══ Extrait fourni
Que tout le monde respire un grand coup ! Les débats se multiplient partout au sujet d’une prétendue réforme de l’orthographe par le Ministère de l’Éducation Nationale. Les agitateurs des réseaux sociaux annoncent la mort de l’accent circonflexe, le triomphe de « nénufar » et font du « i » de « oignon » un nouveau Moïse en l’exilant définitivement de notre bon vieux dictionnaire…
Il convient de remettre ici les choses dans leur contexte. Cette réforme de « l’orthographe révisée » correspond en fait à un bulletin officiel de l’Éducation Nationale qui remonte à 2008, rédigé à partir de rectifications validées par l’Académie française en 1990. Il y a de nombreuses exagérations en rapport avec cette réforme : par exemple, l’accent circonflexe ne disparaît pas complètement, il est conservé pour les mots qui ont des homophones.
Cela fait bien longtemps qu’on ne peut plus te reprocher d’écrire « weekend ».
Alors pourquoi tout ce tapage ? Les éditeurs de manuels scolaires ont tout simplement décidé pour la première fois d’appliquer la nouvelle orthographe préconisée dans leurs prochaines éditions. Il n’y a aucune nouvelle réforme mise en place par le Ministère, et notre orthographe habituelle est toujours très bien acceptée !
════
══ Extraits des données
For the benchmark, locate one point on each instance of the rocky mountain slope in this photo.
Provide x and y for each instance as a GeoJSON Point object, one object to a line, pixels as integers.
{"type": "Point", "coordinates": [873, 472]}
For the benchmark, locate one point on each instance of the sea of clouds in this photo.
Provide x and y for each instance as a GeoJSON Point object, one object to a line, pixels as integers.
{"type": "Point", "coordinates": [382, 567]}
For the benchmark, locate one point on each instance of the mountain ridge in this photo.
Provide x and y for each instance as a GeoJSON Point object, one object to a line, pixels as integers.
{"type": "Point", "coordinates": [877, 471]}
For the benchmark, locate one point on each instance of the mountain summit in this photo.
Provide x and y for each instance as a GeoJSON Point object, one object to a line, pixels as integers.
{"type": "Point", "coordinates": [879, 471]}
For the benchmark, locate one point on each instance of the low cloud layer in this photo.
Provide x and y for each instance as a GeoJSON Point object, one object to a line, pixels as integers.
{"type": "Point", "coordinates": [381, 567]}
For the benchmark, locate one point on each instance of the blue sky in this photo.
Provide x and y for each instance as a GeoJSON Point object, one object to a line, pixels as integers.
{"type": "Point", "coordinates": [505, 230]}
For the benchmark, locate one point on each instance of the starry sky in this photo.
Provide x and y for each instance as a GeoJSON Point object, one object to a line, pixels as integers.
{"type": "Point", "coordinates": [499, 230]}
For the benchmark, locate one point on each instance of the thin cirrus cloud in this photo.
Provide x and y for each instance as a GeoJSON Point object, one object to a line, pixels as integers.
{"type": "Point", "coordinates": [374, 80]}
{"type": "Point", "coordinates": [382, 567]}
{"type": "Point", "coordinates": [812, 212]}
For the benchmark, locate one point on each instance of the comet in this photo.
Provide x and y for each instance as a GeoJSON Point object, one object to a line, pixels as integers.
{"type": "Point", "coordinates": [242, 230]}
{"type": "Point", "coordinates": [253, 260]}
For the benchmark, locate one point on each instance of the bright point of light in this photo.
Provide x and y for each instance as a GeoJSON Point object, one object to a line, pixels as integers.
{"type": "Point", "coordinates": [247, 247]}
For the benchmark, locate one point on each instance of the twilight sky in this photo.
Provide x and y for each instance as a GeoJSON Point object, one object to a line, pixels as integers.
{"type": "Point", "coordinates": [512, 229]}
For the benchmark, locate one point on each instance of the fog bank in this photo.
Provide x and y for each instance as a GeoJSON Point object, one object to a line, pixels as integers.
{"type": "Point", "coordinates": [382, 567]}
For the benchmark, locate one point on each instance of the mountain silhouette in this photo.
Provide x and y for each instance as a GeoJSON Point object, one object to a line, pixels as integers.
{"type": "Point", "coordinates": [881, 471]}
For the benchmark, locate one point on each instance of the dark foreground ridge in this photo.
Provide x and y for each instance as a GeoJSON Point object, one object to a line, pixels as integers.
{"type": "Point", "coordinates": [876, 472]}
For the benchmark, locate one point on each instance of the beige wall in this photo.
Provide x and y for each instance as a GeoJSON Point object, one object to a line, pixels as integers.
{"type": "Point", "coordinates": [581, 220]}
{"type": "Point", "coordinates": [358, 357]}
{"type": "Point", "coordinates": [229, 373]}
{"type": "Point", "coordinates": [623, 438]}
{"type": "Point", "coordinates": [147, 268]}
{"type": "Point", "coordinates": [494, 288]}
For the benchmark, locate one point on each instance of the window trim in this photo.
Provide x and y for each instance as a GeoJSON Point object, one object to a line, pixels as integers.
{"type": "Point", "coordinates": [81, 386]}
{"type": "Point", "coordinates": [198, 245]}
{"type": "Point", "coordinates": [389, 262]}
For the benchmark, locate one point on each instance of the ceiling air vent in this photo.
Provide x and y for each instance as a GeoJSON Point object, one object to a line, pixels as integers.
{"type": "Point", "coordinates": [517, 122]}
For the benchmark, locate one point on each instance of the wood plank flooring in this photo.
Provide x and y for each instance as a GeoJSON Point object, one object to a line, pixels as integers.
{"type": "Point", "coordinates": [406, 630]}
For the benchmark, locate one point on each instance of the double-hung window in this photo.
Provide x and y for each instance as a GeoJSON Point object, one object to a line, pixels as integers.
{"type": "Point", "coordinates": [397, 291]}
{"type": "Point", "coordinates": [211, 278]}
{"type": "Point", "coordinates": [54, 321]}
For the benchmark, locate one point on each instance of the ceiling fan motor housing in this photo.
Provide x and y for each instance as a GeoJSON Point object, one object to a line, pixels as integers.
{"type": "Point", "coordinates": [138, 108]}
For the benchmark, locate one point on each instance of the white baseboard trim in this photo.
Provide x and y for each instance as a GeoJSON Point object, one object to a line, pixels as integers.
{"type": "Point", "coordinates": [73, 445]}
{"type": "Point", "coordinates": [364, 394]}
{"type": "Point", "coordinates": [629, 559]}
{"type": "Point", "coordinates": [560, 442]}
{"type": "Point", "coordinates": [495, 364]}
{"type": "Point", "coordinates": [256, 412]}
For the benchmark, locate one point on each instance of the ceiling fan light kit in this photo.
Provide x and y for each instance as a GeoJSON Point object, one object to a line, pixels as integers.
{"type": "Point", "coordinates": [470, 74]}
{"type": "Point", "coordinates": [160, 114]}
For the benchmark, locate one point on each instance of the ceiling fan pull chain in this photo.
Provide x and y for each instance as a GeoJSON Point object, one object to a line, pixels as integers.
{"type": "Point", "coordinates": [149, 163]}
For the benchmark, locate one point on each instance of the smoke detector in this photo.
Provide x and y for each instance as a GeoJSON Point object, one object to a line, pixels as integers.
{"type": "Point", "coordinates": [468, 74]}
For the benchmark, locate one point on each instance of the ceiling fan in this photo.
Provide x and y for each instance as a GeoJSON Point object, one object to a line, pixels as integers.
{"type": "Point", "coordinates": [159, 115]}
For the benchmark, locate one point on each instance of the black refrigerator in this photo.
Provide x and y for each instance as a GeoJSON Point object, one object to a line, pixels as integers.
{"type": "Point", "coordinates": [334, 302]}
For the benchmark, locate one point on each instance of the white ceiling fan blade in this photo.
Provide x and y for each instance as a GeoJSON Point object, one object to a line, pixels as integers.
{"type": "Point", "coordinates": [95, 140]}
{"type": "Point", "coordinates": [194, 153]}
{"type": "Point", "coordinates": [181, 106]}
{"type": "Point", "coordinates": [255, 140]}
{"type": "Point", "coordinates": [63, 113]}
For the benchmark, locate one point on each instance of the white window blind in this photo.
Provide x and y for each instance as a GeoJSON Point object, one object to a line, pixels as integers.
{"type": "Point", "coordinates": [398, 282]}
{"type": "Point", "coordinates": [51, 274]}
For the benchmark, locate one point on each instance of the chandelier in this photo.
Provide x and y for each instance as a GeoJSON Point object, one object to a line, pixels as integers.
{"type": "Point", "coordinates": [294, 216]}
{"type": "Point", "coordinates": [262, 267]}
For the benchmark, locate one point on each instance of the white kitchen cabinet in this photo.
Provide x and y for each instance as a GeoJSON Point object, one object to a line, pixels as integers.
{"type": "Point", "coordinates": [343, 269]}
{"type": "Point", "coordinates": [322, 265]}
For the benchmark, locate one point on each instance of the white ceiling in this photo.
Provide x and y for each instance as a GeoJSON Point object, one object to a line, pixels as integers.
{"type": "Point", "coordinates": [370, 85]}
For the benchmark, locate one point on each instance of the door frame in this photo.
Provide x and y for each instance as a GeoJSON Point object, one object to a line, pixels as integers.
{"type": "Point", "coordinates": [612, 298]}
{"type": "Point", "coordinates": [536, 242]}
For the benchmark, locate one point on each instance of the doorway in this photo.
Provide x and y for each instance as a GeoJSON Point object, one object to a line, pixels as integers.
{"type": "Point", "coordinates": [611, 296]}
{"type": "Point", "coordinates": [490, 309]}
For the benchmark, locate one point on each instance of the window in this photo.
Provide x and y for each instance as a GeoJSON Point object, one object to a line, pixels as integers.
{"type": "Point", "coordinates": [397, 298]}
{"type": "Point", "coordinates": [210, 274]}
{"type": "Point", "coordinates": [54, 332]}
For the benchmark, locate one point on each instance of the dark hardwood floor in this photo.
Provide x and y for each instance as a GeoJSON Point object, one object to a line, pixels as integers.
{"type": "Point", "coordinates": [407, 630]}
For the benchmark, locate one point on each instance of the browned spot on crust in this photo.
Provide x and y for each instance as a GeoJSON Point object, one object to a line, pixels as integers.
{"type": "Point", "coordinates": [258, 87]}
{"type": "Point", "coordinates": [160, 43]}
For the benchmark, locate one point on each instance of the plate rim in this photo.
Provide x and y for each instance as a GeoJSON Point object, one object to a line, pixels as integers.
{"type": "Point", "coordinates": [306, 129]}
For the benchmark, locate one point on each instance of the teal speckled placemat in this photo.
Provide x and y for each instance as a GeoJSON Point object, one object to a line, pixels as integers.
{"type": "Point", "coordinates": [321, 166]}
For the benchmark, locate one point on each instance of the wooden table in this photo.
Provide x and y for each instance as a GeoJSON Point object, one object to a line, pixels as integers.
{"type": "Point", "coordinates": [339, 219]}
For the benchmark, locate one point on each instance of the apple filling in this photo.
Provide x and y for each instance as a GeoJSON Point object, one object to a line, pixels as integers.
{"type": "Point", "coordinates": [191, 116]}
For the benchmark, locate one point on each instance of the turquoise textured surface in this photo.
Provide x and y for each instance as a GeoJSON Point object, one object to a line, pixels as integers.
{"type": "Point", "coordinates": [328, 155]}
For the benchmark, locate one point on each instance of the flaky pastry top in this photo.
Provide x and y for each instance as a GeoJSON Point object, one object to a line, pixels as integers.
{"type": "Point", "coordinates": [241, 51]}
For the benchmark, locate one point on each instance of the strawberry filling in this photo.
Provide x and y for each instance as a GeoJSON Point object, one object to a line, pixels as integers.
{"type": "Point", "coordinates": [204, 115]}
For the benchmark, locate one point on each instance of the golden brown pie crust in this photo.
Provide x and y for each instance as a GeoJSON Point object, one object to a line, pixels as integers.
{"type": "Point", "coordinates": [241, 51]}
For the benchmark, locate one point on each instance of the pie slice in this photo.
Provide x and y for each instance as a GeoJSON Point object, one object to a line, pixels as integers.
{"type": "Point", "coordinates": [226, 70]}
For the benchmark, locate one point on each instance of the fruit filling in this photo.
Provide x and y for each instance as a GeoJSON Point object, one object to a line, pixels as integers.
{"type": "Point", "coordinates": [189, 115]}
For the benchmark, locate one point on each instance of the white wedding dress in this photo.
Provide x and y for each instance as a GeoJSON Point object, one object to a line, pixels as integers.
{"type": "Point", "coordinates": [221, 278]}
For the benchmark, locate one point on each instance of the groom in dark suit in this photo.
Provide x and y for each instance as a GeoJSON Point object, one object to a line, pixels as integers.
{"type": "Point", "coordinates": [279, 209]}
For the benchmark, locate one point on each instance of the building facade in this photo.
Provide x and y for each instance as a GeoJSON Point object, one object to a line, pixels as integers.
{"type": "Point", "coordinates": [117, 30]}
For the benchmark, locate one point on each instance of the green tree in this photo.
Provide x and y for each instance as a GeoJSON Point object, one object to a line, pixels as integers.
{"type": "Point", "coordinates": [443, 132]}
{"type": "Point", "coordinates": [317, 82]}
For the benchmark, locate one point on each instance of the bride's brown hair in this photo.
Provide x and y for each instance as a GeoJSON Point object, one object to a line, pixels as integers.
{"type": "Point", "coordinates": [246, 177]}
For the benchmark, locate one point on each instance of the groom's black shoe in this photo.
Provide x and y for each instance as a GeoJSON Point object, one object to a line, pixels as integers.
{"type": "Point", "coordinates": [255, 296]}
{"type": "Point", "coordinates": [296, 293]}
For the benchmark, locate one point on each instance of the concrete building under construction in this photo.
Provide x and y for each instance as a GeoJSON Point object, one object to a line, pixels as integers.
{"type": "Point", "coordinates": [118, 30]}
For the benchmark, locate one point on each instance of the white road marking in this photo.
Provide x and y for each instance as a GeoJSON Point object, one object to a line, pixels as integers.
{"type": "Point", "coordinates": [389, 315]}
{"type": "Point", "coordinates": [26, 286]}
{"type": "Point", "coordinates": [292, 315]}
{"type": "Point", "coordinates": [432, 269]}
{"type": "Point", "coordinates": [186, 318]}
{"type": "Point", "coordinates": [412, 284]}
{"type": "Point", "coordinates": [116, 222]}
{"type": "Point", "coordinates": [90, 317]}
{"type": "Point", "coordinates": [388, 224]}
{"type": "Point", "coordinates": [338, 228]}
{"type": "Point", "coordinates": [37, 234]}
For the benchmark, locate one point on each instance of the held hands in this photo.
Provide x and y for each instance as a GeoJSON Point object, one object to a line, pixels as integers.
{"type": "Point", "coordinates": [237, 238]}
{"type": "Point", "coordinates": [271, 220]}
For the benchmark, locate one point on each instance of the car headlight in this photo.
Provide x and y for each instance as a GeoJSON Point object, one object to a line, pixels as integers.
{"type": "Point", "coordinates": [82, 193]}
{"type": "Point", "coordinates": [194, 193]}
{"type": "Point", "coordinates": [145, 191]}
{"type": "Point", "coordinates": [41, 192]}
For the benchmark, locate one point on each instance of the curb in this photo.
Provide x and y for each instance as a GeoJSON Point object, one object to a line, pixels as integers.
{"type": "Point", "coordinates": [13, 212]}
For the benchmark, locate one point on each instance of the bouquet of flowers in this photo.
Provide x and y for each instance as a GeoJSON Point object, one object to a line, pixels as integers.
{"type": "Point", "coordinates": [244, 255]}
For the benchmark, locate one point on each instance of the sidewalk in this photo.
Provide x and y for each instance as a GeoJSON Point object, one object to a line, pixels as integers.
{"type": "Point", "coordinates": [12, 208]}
════
▶ _Consigne 1_: Recopiez sans rien changer, dans l'article sur la réforme de l'orthographe, tout ce qui va de « Alors pourquoi tout » jusqu'à « bien acceptée ! ».
▶ _Consigne 2_: Rédigez la suite de l'article sur la réforme de l'orthographe, à partir de sa dernière phrase.

▶ _Réponse attendue 1_:
Alors pourquoi tout ce tapage ? Les éditeurs de manuels scolaires ont tout simplement décidé pour la première fois d’appliquer la nouvelle orthographe préconisée dans leurs prochaines éditions. Il n’y a aucune nouvelle réforme mise en place par le Ministère, et notre orthographe habituelle est toujours très bien acceptée !

▶ _Réponse attendue 2_:
Rien de nouveau sous le soleil donc. Mais ce tourbillon de questionnements et l’indignation autour de la nouvelle orthographe mérite que l’on y mette un peu le nez.
On y arrivait à leur âge, pourquoi pas eux ?
Pour être honnête, en apprenant cette réforme, j’ai moi aussi commencé par grimacer un peu et râler sur le fait qu’on OSE toucher à notre patrimoine lexical. Mais après réflexion, cette réforme peut apporter des choses très bénéfiques.
On nous répète que le niveau d’orthographe des Français•es, et plus spécifiquement celui des enfants, diminue chaque année. Il faut dire qu’elle n’est pas facile facile, cette langue, avec toutes ses exceptions, ses étrangetés orthographiques qu’il faut connaître par coeur, faute de raisonnement logique… Mais si nous on y arrivait, pourquoi les jeunes pousses n’y arriveraient-elles pas ?
Après tout, le Pensionnat de Chavagne de M6 au début des années 2000 nous avait montré que des adolescent•e•s pouvaient s’adapter à une éducation (elle-même adaptée, quand même) des années 1950. Avait-on pour autant envie que cette éducation soit généralisée ? J’en doute.
Monsieur Navaron a fait son temps.
Les modes d’éducation sont voués à l’archaïsme car les générations évoluent. Cela ne veut pas forcément dire que l’on devient plus bête : on apprend de nouvelles choses (tous ces p’tits louveteaux qui vont savoir coder !) et surtout les priorités ne sont plus les mêmes (devine quoi, tu n’es plus obligée de savoir coudre !).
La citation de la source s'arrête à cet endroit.